### PROBLEM STATEMENT
Skip the images and restate every line of the records exactly.

──────── INPUT MATERIAL

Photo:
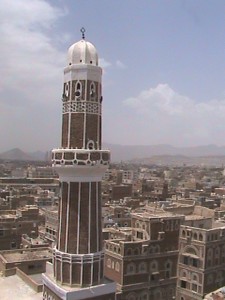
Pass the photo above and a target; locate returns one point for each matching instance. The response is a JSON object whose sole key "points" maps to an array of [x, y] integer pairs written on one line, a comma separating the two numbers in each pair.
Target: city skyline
{"points": [[163, 64]]}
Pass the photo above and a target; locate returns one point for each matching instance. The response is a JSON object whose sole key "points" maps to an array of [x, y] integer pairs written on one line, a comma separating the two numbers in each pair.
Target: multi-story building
{"points": [[78, 257], [201, 263], [144, 261], [15, 223]]}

────────────────

### COMPLETED EXERCISE
Photo:
Pass the photo above and a target; locate returns one point for each matching instance. The response is a JSON object whose sole key "points" maps to an array of [x, y] integer pairs written on one line, a comma separating the two numbers in each pair.
Target: city skyline
{"points": [[163, 64]]}
Pass the photo above and a target; locate returns one point for each matching instance. The response is a JSON object whose sole key "points" maps to an array of [x, y] integer pairs written on one line, a comma separating the two numbers in each pair.
Target: multi-story building
{"points": [[78, 257], [201, 263], [144, 261], [15, 223]]}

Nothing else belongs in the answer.